Write out the data below word for word, leaving out the pictures.

Position identification records
begin

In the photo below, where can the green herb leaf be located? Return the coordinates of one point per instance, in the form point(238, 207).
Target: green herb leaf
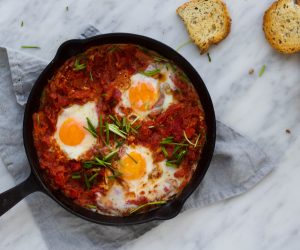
point(87, 183)
point(163, 149)
point(208, 56)
point(147, 204)
point(93, 177)
point(180, 156)
point(116, 174)
point(78, 66)
point(150, 72)
point(100, 125)
point(110, 155)
point(30, 47)
point(262, 70)
point(196, 143)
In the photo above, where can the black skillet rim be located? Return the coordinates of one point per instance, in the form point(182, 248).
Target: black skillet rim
point(73, 47)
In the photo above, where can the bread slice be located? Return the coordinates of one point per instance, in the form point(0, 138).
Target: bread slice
point(207, 21)
point(282, 26)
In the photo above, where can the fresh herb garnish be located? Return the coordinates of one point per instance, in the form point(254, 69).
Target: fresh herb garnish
point(183, 45)
point(147, 204)
point(93, 177)
point(208, 56)
point(107, 132)
point(117, 174)
point(87, 183)
point(110, 155)
point(91, 129)
point(262, 70)
point(30, 47)
point(79, 66)
point(163, 149)
point(191, 143)
point(100, 126)
point(150, 72)
point(91, 76)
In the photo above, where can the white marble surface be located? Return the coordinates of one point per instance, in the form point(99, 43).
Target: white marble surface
point(261, 108)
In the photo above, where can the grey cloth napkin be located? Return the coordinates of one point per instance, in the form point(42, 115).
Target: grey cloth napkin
point(237, 165)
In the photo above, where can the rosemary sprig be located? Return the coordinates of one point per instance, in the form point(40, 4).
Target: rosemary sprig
point(100, 126)
point(116, 174)
point(93, 177)
point(150, 72)
point(91, 76)
point(163, 149)
point(87, 183)
point(107, 132)
point(78, 66)
point(208, 56)
point(189, 141)
point(147, 204)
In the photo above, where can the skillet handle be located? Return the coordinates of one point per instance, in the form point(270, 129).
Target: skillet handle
point(12, 196)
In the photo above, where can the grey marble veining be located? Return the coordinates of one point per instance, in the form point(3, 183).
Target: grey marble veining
point(262, 108)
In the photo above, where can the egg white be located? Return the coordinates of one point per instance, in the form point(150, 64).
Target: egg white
point(78, 113)
point(116, 201)
point(164, 89)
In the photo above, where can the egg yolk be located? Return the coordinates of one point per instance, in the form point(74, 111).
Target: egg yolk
point(71, 132)
point(132, 166)
point(142, 96)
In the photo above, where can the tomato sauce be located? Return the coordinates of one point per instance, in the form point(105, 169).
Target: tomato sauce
point(108, 68)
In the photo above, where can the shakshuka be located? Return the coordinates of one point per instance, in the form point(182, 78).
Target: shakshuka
point(119, 130)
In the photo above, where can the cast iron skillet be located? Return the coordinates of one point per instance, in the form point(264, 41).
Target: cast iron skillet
point(35, 182)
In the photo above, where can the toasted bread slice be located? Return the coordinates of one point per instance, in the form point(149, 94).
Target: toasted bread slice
point(207, 21)
point(282, 26)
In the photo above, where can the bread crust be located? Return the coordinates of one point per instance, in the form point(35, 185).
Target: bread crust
point(279, 22)
point(211, 39)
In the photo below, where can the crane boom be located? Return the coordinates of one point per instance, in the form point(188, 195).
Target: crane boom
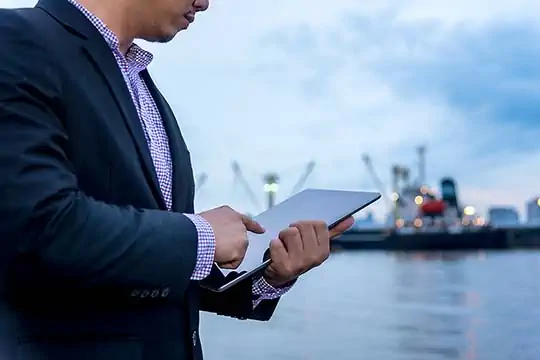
point(240, 177)
point(378, 182)
point(304, 177)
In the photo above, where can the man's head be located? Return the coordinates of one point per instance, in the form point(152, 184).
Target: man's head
point(151, 20)
point(161, 20)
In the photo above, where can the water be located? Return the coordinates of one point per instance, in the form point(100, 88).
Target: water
point(483, 305)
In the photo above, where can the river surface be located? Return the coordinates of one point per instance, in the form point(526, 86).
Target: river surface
point(387, 306)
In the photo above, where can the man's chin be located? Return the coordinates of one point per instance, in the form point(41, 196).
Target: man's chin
point(163, 38)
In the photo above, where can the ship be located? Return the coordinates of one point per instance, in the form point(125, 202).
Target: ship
point(419, 218)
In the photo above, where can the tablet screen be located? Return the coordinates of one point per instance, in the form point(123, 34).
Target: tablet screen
point(330, 206)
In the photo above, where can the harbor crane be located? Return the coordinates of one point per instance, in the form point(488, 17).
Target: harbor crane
point(271, 183)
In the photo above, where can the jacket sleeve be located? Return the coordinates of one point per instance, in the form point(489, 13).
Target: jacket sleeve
point(51, 233)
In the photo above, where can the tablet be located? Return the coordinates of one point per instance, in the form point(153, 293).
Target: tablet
point(330, 206)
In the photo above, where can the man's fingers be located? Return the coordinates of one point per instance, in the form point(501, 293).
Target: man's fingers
point(251, 225)
point(341, 227)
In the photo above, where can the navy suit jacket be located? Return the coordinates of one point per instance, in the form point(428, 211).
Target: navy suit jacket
point(91, 265)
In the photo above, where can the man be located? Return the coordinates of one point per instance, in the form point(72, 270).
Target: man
point(101, 256)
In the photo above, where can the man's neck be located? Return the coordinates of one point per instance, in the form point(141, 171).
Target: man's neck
point(115, 15)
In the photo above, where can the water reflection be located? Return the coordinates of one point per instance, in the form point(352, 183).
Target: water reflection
point(383, 306)
point(432, 298)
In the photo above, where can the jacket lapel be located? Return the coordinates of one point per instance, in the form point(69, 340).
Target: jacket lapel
point(99, 53)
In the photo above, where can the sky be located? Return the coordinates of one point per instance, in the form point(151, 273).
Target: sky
point(276, 84)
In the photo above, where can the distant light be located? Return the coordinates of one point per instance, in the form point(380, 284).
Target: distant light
point(479, 221)
point(271, 187)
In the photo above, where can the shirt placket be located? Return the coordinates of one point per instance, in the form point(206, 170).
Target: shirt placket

end

■ **Result of the task**:
In the photo below, where can the green herb leaf be located? Return the coordinates of one point per instance, in the form point(238, 207).
Target: green herb leaf
point(87, 183)
point(163, 149)
point(208, 56)
point(147, 204)
point(93, 177)
point(180, 156)
point(116, 174)
point(78, 66)
point(150, 72)
point(100, 125)
point(110, 155)
point(30, 47)
point(262, 70)
point(196, 143)
In the photo above, where can the black skillet rim be located? Return the coordinates of one point per instance, in the form point(182, 248).
Target: black skillet rim
point(73, 47)
In the photo above, where can the bread slice be located? Return the coordinates of one point per instance, in the form point(0, 138).
Target: bread slice
point(207, 21)
point(282, 26)
In the photo above, where can the fresh herb garnish be located? Return the coordinates of one point per instance, in the form point(254, 69).
Target: fresh herb garnish
point(183, 45)
point(147, 204)
point(93, 177)
point(208, 56)
point(107, 132)
point(117, 174)
point(87, 183)
point(110, 155)
point(91, 129)
point(262, 70)
point(30, 47)
point(79, 66)
point(163, 149)
point(191, 143)
point(100, 126)
point(150, 72)
point(91, 76)
In the photo above, where can the white marble surface be located? Return the coordinates of one point per instance, in the form point(99, 43).
Target: white marble surface
point(261, 108)
In the photo above, where can the grey cloth napkin be located? Return the coordinates of one point per instance, in the form point(42, 115).
Target: grey cloth napkin
point(237, 165)
In the photo above, where can the rosemary sprig be located? Return the coordinates of one point per instance, in the form point(40, 4).
Target: rosemary sprig
point(100, 126)
point(116, 174)
point(93, 177)
point(150, 72)
point(91, 76)
point(163, 149)
point(87, 183)
point(107, 132)
point(78, 66)
point(208, 56)
point(189, 141)
point(147, 204)
In the photo above, where can the skillet handle be located? Return the coordinates of one point per instance, in the form point(270, 129).
Target: skillet handle
point(12, 196)
In the photo above, where can the grey marble veining be located? Return the coordinates of one point per instance, in the form point(3, 183).
Target: grey marble veining
point(262, 108)
In the photo above, where can the egg white be located? Return the coordinates of one point per instance, in the form point(150, 64).
Target: egg white
point(78, 113)
point(116, 201)
point(164, 89)
In the photo above, where can the egg yolk be located? Return the coordinates of one point per instance, in the form point(74, 111).
Target: egg yolk
point(71, 132)
point(132, 166)
point(142, 96)
In the photo above, where can the tomato sauce be located? Return the coordinates of one point per instance, in the form point(105, 169).
Target: tomato sauce
point(108, 68)
In the photo above, where can the shakshuka be located? Return the coordinates of one point per instance, in the form point(182, 78).
Target: shakshuka
point(119, 130)
In the photo above, where can the cast iron skillet be located? Return the coordinates of one point per instance, in the form point(264, 41).
Target: cast iron skillet
point(35, 182)
In the photo above, where can the toasted bread slice be located? Return the coordinates of one point per instance, in the form point(149, 94).
Target: toasted bread slice
point(207, 21)
point(282, 26)
In the photo above, where can the bread crust be located? Return the coordinates of one point per instance, in the form point(35, 185).
Target: bread crust
point(279, 22)
point(211, 39)
In the photo below, where can the crane boom be located? Return the coordinates of one point per instance, in the form point(188, 195).
Target: crane boom
point(240, 177)
point(378, 182)
point(304, 177)
In the photo above, where can the man's head be located? Return the coordinates of one point per instance, in the form point(152, 184).
Target: man's head
point(151, 20)
point(161, 20)
In the photo above, where can the water be located? Return the coordinates of one point per instance, in the form point(100, 88).
Target: water
point(483, 305)
In the photo above, where can the river surface be located? Return the coordinates of one point per instance, in the form point(526, 86).
Target: river surface
point(387, 306)
In the photo above, where can the man's chin be located? Return the coordinates of one point per instance, in the form point(41, 196).
Target: man's chin
point(163, 38)
In the photo above, where can the ship be located? Return the coordinates of one point per instance, in the form point(125, 202).
Target: ship
point(419, 218)
In the photo above, where can the tablet screen be located? Return the coordinates of one point per instance, in the form point(123, 34).
Target: tablet screen
point(330, 206)
In the photo above, where can the harbor crane be located? Return the coordinates of one point per instance, in the form point(488, 17).
Target: harbor crane
point(271, 183)
In the photo above, where can the jacket sleeve be located? Return the coordinates of one point per instance, in the form point(489, 13).
Target: jacket sleeve
point(51, 233)
In the photo above, where can the tablet be located? Return the coordinates of one point per instance, in the form point(153, 293).
Target: tablet
point(330, 206)
In the photo above, where can the man's fingers be located? Return the coordinates of one point per instance, in the form point(501, 293).
Target: man's fingers
point(251, 225)
point(341, 227)
In the photo above, where can the navy suit jacket be located? Return the coordinates of one point per instance, in the form point(428, 211).
Target: navy suit jacket
point(91, 265)
In the photo above, where can the man be located? Return the coordinates of one point per instance, in the form point(72, 270).
Target: man
point(101, 256)
In the photo above, where can the man's neck be located? Return the coordinates of one point per instance, in the form point(141, 171).
Target: man's neck
point(115, 15)
In the photo above, where can the water reflection be located? Return the coordinates of one point per instance, in the form point(352, 183).
Target: water reflection
point(383, 306)
point(432, 298)
In the photo above, where can the jacket lapel be located? Return the coordinates of one point per instance, in the form point(69, 340).
Target: jacket lapel
point(99, 53)
In the photo above, where can the sky be located? Return the coordinates of one point per instance, in the form point(151, 273).
Target: sky
point(276, 84)
In the photo above, where can the distant light be located? Return the coordinates of one point per instance, in the form point(380, 284).
Target: distant light
point(479, 221)
point(271, 187)
In the photo above, where can the shirt placket be located? Return the coordinates of one point per instance, in the form point(206, 170).
Target: shirt placket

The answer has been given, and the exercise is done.